◆ YOUR INSTRUCTIONS: Give back all the data exactly, line by line.

Position identification records:
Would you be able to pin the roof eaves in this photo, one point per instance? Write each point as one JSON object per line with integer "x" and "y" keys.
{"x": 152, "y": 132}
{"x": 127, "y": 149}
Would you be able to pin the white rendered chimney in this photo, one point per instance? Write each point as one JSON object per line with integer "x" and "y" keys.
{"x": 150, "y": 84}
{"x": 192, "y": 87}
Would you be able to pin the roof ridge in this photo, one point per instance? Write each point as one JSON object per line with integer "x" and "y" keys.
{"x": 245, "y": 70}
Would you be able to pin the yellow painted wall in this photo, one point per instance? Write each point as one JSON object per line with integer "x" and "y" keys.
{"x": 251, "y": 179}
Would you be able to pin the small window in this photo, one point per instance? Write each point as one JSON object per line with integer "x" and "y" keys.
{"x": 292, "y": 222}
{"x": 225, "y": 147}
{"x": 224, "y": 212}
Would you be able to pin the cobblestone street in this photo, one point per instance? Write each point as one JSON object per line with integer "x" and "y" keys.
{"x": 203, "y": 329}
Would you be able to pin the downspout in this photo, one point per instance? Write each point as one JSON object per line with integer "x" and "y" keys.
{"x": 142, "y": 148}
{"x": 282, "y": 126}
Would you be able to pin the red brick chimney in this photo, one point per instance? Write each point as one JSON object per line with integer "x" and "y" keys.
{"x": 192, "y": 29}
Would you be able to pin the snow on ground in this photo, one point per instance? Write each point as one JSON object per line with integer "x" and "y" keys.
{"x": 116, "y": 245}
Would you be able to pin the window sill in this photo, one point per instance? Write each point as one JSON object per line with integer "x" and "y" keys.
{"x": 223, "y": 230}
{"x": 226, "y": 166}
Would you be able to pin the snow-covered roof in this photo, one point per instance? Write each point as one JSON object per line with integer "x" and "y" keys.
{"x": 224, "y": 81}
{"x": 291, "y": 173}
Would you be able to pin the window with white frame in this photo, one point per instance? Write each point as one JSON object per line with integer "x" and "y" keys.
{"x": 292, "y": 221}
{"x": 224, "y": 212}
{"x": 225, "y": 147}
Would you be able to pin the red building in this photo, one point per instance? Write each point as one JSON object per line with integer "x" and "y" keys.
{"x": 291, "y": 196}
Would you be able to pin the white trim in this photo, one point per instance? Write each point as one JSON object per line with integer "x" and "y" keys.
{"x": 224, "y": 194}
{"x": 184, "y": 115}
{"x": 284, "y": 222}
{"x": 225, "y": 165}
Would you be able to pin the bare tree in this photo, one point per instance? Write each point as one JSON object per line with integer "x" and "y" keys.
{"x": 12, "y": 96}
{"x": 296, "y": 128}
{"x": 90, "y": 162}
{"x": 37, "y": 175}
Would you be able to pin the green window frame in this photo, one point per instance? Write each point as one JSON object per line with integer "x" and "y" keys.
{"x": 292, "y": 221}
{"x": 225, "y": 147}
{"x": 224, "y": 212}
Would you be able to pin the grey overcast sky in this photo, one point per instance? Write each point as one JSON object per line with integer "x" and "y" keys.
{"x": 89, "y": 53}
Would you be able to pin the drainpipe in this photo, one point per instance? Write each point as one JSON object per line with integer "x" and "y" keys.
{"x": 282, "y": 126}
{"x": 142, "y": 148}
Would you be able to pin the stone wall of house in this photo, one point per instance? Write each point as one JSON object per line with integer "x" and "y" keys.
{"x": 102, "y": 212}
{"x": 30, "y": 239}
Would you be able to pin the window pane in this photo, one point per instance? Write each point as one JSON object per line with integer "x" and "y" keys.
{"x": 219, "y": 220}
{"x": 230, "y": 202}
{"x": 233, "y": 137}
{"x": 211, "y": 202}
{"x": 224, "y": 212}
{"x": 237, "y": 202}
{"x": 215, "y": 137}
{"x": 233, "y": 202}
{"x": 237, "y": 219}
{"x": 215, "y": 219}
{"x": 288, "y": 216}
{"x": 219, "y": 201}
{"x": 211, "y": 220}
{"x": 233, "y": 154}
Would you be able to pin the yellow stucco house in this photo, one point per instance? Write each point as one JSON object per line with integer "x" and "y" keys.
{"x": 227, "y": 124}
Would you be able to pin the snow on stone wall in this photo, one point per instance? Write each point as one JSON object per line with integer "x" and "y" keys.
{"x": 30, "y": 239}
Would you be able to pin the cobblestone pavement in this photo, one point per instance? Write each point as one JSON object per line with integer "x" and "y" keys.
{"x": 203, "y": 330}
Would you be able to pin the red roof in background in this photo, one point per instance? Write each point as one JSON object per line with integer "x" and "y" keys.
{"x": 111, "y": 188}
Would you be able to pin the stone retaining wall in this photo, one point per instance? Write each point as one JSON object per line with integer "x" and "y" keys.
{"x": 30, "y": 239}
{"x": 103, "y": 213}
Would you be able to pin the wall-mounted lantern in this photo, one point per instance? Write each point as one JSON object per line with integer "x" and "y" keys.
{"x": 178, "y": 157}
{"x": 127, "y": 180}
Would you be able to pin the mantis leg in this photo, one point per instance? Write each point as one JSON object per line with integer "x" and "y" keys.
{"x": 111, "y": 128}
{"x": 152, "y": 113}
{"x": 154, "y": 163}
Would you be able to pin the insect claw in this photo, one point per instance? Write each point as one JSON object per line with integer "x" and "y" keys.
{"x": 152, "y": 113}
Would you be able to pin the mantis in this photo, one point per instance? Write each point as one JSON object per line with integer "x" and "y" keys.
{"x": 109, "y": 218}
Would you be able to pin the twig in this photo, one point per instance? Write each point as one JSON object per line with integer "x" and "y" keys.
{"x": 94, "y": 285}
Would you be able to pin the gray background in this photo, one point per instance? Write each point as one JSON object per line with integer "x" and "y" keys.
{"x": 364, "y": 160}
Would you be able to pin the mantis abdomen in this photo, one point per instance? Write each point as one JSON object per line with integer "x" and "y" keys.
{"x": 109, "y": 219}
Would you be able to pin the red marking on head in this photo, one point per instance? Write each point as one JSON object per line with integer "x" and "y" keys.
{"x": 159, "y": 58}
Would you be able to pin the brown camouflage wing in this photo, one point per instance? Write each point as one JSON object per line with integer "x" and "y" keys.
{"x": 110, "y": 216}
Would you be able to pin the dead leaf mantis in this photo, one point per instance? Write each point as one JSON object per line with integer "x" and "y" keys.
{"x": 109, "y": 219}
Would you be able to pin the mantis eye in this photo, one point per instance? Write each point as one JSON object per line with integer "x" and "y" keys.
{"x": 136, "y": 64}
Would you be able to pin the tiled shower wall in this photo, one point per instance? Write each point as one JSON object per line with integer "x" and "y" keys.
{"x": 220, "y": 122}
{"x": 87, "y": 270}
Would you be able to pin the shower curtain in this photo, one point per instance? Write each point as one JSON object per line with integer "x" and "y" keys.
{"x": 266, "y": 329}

◆ REPLY TO THE TASK:
Would you be able to pin the roof eaves in this photo, one point per instance? Write each point as one JSON object per line with integer "x" and "y" keys.
{"x": 152, "y": 132}
{"x": 127, "y": 149}
Would you be able to pin the white rendered chimney in this photo, one point per instance? Write each point as one JSON object per line with integer "x" and "y" keys.
{"x": 150, "y": 84}
{"x": 192, "y": 87}
Would you be able to pin the roof ridge in this photo, one point per instance? Write each point as one JSON object per line with integer "x" and "y" keys.
{"x": 245, "y": 70}
Would you be able to pin the yellow painted wall in this photo, one point per instance? Write each point as one JSON object per line with integer "x" and "y" keys.
{"x": 251, "y": 179}
Would you be able to pin the small window in this photo, one point per instance? Write each point as one JSON object per line with integer "x" and "y" keys.
{"x": 292, "y": 222}
{"x": 225, "y": 147}
{"x": 224, "y": 212}
Would you be able to pin the cobblestone street in this photo, one point per instance? Write each point as one JSON object per line with integer "x" and "y" keys.
{"x": 203, "y": 329}
Would you be able to pin the downspout in this photo, one point per instance? Write each point as one JSON object per line with integer "x" and "y" keys.
{"x": 142, "y": 148}
{"x": 282, "y": 126}
Would you be able to pin the red brick chimney in this photo, one point per instance? Write each point as one JSON object per line with integer "x" and "y" keys.
{"x": 192, "y": 29}
Would you be able to pin the snow on ground in this photo, one point per instance? Write each point as one JSON object per line with integer "x" and "y" keys.
{"x": 116, "y": 245}
Would you be able to pin the window sill in this photo, one point per instance? Write each point as one JSON object per line with integer "x" and "y" keys.
{"x": 223, "y": 230}
{"x": 226, "y": 166}
Would you be able to pin the snow-covered roof in this photo, one point per instance? Write each point as one JSON object per line with integer "x" and "y" keys.
{"x": 224, "y": 81}
{"x": 291, "y": 173}
Would you be able to pin the window with white frame in this photo, one point per instance? Write each point as one JSON object per line with integer "x" and "y" keys.
{"x": 292, "y": 221}
{"x": 224, "y": 212}
{"x": 225, "y": 147}
Would you be able to pin the red building in this photo, one point per instance? Write each point as one JSON object per line with integer "x" and "y" keys.
{"x": 291, "y": 196}
Would you be able to pin the white trim in this photo, one point per instance? Write each point as one JSON object per line with integer "x" and "y" keys.
{"x": 224, "y": 194}
{"x": 184, "y": 115}
{"x": 284, "y": 222}
{"x": 225, "y": 165}
Would you be able to pin the bare tree in this photo, one point per instance? Write each point as one JSON object per line with integer "x" and "y" keys.
{"x": 12, "y": 96}
{"x": 296, "y": 128}
{"x": 90, "y": 162}
{"x": 37, "y": 175}
Would you be able to pin the green window frame in this photo, one point per instance? Write each point as one JSON object per line with integer "x" and "y" keys.
{"x": 292, "y": 221}
{"x": 225, "y": 147}
{"x": 224, "y": 212}
Would you be able to pin the grey overcast sky in this photo, one point per instance? Write each point as one JSON object per line with integer "x" and "y" keys.
{"x": 89, "y": 53}
Would you be able to pin the drainpipe in this photo, one point per instance? Write each point as one JSON object per line with integer "x" and "y" keys.
{"x": 282, "y": 126}
{"x": 142, "y": 148}
Would you be able to pin the stone wall of house in this photo, one point per instance? Write each point as one JSON object per line with integer "x" and "y" keys.
{"x": 102, "y": 212}
{"x": 30, "y": 239}
Would you be able to pin the window pane in this photo, one point per instance? Write each point as one JSON object per line with integer "x" and "y" keys.
{"x": 219, "y": 220}
{"x": 230, "y": 202}
{"x": 233, "y": 137}
{"x": 211, "y": 202}
{"x": 224, "y": 212}
{"x": 237, "y": 202}
{"x": 215, "y": 137}
{"x": 233, "y": 202}
{"x": 237, "y": 219}
{"x": 215, "y": 219}
{"x": 288, "y": 216}
{"x": 219, "y": 201}
{"x": 211, "y": 220}
{"x": 233, "y": 154}
Would you be able to pin the yellow stucco house in this photo, one point per instance? Write each point as one JSON object per line with integer "x" and "y" keys.
{"x": 227, "y": 124}
Would you be able to pin the snow on stone wall in this photo, one point per instance? Write each point as one JSON object per line with integer "x" and "y" keys.
{"x": 30, "y": 239}
Would you be able to pin the cobblestone pavement in this photo, one point per instance? Write each point as one JSON object per line with integer "x" and "y" keys.
{"x": 203, "y": 330}
Would you be able to pin the red roof in background in this photo, one point per instance? Write each point as one JSON object per line with integer "x" and "y" keys.
{"x": 111, "y": 188}
Would you be able to pin the stone retaining wall in this photo, one point per instance? Write each point as one JSON object per line with integer "x" and "y" keys.
{"x": 30, "y": 239}
{"x": 103, "y": 213}
Would you be able to pin the wall-mounted lantern in this photo, one point per instance? Write each point as one JSON object per line with integer "x" and "y" keys.
{"x": 178, "y": 157}
{"x": 127, "y": 180}
Would you be able to pin the mantis leg in this photo, one point per instance? Write each point as one JSON object per line with integer "x" and "y" keys.
{"x": 111, "y": 128}
{"x": 152, "y": 113}
{"x": 154, "y": 163}
Would you be able to pin the insect claw in this photo, one point per instance? Write each point as one JSON object per line with integer "x" and "y" keys.
{"x": 152, "y": 113}
Would you be able to pin the mantis in this photo, one point per instance? Write each point as one JSON object per line with integer "x" and "y" keys.
{"x": 109, "y": 218}
Would you be able to pin the twig in this photo, one point per instance? Write each point as one JSON object per line with integer "x" and "y" keys.
{"x": 94, "y": 285}
Would you be able to pin the gray background in this photo, one point per instance? Write each point as one JSON object per line with integer "x" and "y" keys.
{"x": 364, "y": 160}
Would you be able to pin the mantis abdomen in this photo, one point per instance? Write each point as one JSON object per line with integer "x" and "y" keys.
{"x": 109, "y": 219}
Would you be able to pin the red marking on head in this photo, one point per instance? Write each point as one JSON object per line with integer "x" and "y" keys.
{"x": 159, "y": 58}
Would you be able to pin the brown camouflage wing in this photo, one point per instance? Write each point as one JSON object per line with integer "x" and "y" keys.
{"x": 110, "y": 216}
Would you be able to pin the dead leaf mantis in this photo, one point per instance? Write each point as one JSON object per line with integer "x" and "y" keys.
{"x": 109, "y": 219}
Would you be able to pin the mantis eye in this photo, one point per instance? Write each point as one JSON object per line with integer "x" and "y" keys.
{"x": 136, "y": 64}
Would you be able to pin the tiled shower wall in this photo, one point per instance? Write each point as one JSON object per line with integer "x" and "y" keys.
{"x": 220, "y": 122}
{"x": 87, "y": 270}
Would you be able to pin the shower curtain in this photo, one point per instance? Write each point as one JSON object per line with integer "x" and "y" keys.
{"x": 266, "y": 329}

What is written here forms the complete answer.